> **WHAT YOU WILL DO**
Copy the rows below word for word, leaving the pictures out of your copy.

> **DATA SHOWN**
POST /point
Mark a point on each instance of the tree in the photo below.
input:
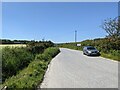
(112, 27)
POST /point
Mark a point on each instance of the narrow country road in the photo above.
(72, 69)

> **SOLUTION TO THIS PROBLEM**
POST /point
Mark a point on each instance of the tree in the photo below.
input:
(112, 27)
POST /point
Mark a point on each instance of the narrow country road in the photo above.
(72, 69)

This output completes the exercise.